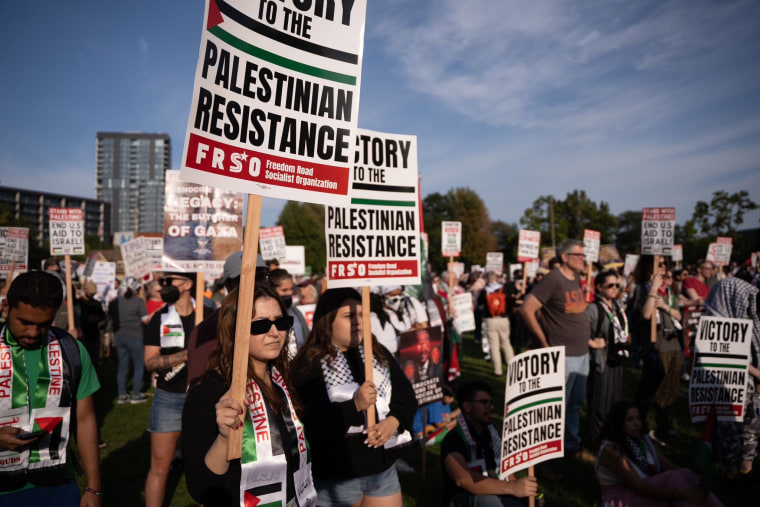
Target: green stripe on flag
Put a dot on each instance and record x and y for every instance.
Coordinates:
(718, 365)
(529, 405)
(279, 60)
(380, 202)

________

What you should do →
Reproduce the records above line for line, leaving out the pictures.

Exercise output →
Target: green stripe on flag
Put a dot on each instance and record x and y for every instance.
Coordinates:
(718, 365)
(529, 405)
(279, 60)
(380, 202)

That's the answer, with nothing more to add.